EXERCISE AIM:
Take each line from the entries that holds "bone" and copy it out.
________
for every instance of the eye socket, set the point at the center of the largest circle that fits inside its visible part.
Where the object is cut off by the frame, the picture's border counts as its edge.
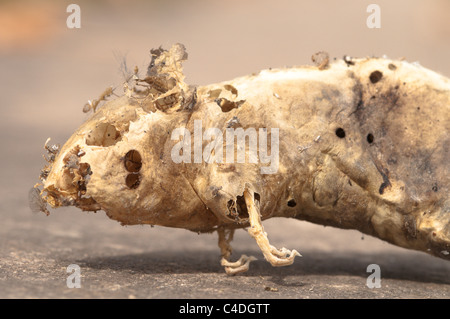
(292, 203)
(340, 133)
(133, 180)
(375, 76)
(133, 161)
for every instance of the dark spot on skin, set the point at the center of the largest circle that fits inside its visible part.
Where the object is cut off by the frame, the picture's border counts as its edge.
(292, 203)
(370, 138)
(375, 76)
(215, 190)
(409, 224)
(340, 133)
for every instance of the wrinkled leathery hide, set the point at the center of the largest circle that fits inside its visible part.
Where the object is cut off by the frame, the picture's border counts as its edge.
(362, 145)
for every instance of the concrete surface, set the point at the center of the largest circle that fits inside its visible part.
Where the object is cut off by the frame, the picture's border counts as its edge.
(44, 84)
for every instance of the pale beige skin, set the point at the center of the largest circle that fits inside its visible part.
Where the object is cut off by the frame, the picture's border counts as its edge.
(387, 177)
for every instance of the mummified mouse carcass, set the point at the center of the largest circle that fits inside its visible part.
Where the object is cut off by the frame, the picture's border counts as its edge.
(359, 144)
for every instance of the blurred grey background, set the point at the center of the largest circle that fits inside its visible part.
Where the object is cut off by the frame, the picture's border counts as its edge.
(49, 71)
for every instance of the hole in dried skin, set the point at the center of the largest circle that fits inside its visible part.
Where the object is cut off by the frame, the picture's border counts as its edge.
(375, 76)
(133, 161)
(36, 202)
(238, 209)
(231, 88)
(292, 203)
(227, 105)
(241, 207)
(133, 180)
(104, 135)
(340, 133)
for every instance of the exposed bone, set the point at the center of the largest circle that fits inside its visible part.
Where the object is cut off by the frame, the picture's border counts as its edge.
(363, 145)
(274, 256)
(231, 268)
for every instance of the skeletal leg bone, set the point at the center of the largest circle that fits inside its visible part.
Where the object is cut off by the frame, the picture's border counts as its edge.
(276, 257)
(231, 268)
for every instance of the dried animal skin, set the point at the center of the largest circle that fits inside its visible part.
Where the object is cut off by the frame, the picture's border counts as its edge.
(362, 145)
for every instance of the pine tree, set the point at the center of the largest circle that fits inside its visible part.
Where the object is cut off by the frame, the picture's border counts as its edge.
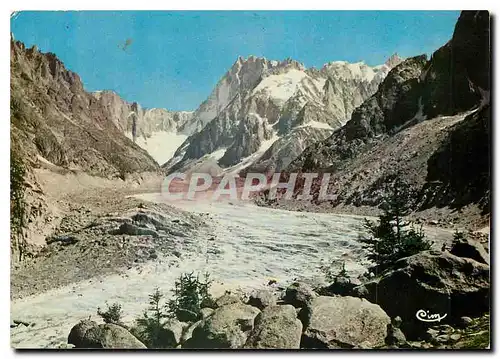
(150, 328)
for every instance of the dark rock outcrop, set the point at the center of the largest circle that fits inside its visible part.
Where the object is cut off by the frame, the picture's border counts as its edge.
(344, 322)
(87, 334)
(437, 283)
(453, 161)
(276, 327)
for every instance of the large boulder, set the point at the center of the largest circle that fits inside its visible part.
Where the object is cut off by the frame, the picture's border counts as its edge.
(344, 322)
(227, 327)
(276, 327)
(299, 295)
(77, 334)
(261, 299)
(430, 283)
(105, 336)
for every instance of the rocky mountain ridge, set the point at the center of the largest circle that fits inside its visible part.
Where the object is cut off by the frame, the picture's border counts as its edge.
(264, 113)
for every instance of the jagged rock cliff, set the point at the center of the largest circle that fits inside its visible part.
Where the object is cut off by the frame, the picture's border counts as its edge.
(54, 117)
(264, 113)
(157, 130)
(428, 122)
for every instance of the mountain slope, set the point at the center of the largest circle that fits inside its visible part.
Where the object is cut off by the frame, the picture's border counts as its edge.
(52, 116)
(156, 130)
(257, 115)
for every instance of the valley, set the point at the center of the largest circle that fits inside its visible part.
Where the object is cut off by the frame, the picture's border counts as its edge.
(405, 145)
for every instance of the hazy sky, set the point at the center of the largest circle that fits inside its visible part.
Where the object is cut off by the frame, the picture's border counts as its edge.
(174, 59)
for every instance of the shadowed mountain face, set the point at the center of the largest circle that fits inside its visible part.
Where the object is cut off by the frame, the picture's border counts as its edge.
(448, 96)
(54, 117)
(262, 114)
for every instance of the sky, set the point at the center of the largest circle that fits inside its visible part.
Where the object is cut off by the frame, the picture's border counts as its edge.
(174, 59)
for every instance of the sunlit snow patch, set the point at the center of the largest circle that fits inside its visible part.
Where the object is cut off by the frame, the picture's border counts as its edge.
(161, 145)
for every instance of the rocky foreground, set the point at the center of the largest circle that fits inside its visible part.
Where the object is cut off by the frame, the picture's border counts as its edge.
(384, 312)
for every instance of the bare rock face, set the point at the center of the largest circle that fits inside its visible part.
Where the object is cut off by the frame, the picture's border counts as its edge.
(87, 334)
(437, 283)
(77, 333)
(344, 322)
(276, 327)
(266, 113)
(227, 327)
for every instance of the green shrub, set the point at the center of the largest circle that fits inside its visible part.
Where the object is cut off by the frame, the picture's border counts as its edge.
(190, 295)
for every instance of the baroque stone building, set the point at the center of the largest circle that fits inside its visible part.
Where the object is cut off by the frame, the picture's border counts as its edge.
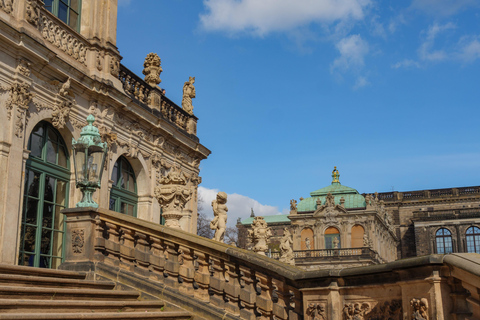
(58, 64)
(338, 226)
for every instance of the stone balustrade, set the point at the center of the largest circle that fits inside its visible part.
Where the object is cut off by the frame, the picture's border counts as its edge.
(151, 99)
(218, 281)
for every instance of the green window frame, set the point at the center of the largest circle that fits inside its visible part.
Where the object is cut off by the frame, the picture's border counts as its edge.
(123, 195)
(66, 10)
(42, 234)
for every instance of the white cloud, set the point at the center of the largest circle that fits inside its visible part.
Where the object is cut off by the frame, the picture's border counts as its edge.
(261, 17)
(426, 51)
(352, 53)
(469, 49)
(443, 7)
(239, 206)
(407, 63)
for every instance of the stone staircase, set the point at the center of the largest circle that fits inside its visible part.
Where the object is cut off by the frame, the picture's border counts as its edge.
(34, 293)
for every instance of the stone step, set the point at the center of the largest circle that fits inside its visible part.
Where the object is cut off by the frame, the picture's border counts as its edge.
(22, 280)
(70, 306)
(40, 272)
(18, 292)
(174, 315)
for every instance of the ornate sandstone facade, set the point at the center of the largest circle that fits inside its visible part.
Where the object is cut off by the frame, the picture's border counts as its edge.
(53, 74)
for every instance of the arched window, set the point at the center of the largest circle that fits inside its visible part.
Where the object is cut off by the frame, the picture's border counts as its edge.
(332, 238)
(473, 239)
(443, 240)
(123, 196)
(66, 10)
(357, 236)
(45, 194)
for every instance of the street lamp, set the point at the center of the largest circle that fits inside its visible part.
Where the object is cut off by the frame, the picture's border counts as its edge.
(89, 154)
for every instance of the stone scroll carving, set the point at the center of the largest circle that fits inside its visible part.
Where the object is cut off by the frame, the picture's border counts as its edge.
(316, 311)
(63, 39)
(7, 6)
(219, 222)
(78, 240)
(173, 193)
(259, 235)
(152, 69)
(419, 309)
(286, 251)
(188, 95)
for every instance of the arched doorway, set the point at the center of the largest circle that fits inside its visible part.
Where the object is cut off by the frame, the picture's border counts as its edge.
(123, 195)
(45, 194)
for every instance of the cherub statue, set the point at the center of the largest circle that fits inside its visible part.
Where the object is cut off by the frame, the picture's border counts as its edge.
(219, 222)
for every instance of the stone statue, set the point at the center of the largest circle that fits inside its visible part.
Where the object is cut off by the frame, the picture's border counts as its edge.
(219, 222)
(307, 244)
(152, 69)
(259, 235)
(286, 251)
(188, 94)
(335, 242)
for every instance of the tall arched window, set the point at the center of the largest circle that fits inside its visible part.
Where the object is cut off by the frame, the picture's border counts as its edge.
(123, 196)
(66, 10)
(443, 240)
(473, 239)
(45, 194)
(332, 238)
(357, 236)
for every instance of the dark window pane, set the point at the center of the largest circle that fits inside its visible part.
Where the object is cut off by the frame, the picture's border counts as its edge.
(63, 11)
(36, 146)
(73, 19)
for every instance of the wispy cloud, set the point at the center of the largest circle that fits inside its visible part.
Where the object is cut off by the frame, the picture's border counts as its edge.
(239, 206)
(263, 17)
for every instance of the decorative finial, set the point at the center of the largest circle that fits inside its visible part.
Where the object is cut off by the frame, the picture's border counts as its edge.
(335, 175)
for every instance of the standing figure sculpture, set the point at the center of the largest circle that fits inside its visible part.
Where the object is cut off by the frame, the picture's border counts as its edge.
(286, 251)
(219, 222)
(188, 94)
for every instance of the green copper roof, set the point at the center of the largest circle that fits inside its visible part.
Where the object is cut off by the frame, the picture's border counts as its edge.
(352, 198)
(278, 218)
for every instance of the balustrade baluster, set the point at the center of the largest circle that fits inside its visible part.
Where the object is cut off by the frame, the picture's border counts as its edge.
(264, 299)
(157, 258)
(248, 294)
(232, 288)
(127, 250)
(142, 254)
(202, 277)
(171, 265)
(112, 244)
(217, 283)
(187, 271)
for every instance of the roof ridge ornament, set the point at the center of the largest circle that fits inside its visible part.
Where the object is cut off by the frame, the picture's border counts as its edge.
(335, 175)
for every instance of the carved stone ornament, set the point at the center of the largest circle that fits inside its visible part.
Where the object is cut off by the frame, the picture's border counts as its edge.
(7, 6)
(172, 193)
(219, 222)
(286, 251)
(23, 67)
(188, 94)
(316, 311)
(259, 235)
(20, 97)
(78, 240)
(32, 11)
(152, 69)
(329, 209)
(61, 113)
(419, 309)
(355, 311)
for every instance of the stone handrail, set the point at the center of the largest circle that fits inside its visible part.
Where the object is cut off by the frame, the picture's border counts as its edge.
(240, 284)
(151, 99)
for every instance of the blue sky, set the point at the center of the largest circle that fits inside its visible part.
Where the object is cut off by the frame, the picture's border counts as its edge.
(387, 91)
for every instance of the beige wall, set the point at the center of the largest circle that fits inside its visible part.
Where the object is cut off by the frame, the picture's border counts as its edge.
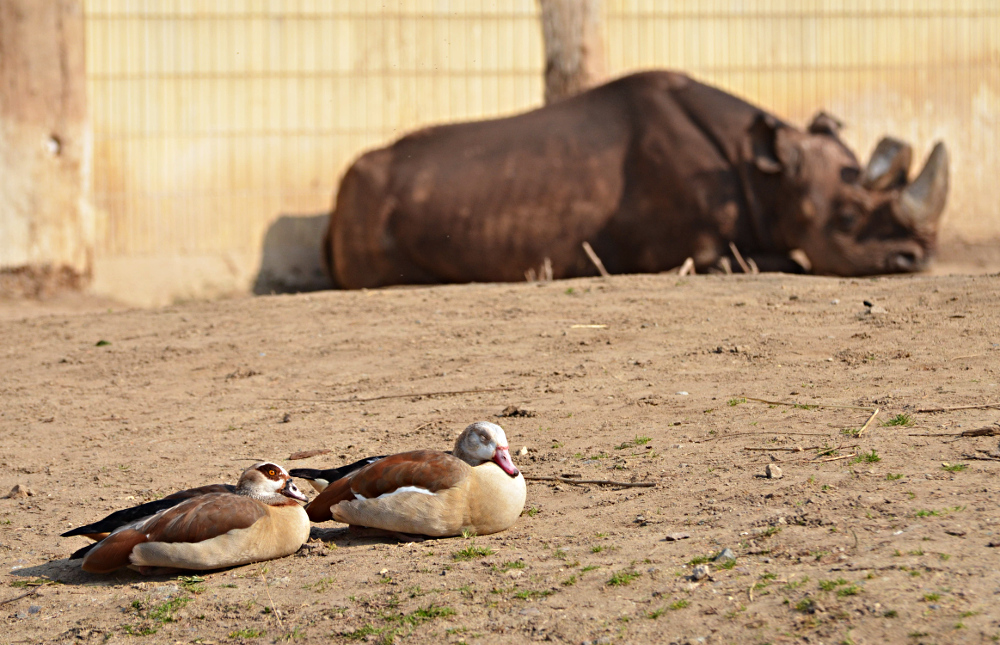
(45, 225)
(213, 119)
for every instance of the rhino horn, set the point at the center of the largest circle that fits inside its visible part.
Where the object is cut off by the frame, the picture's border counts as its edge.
(889, 165)
(921, 203)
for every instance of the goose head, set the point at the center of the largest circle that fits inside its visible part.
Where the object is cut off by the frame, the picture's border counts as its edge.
(482, 442)
(268, 482)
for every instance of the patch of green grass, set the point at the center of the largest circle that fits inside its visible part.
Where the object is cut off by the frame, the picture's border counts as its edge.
(425, 614)
(249, 632)
(164, 612)
(472, 551)
(192, 584)
(527, 594)
(898, 420)
(623, 578)
(37, 582)
(321, 585)
(507, 566)
(362, 633)
(851, 590)
(830, 585)
(791, 585)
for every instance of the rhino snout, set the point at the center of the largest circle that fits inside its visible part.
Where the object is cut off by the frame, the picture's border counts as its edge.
(905, 262)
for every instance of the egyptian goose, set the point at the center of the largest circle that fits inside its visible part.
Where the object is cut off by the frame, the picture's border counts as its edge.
(261, 520)
(320, 479)
(426, 492)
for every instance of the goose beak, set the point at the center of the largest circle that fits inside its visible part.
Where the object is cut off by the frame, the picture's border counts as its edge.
(502, 459)
(291, 490)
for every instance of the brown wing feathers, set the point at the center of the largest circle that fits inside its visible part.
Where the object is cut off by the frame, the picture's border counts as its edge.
(193, 520)
(428, 469)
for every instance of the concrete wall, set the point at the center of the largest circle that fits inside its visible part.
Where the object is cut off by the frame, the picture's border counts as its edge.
________
RESULT FOR THIS TASK:
for every instance of the exposed bone, set the point at the center of the largest circle that fits inside its visible part.
for every instance of the skeletal leg bone, set the point at the center of the largest circle that fits inside its visible part.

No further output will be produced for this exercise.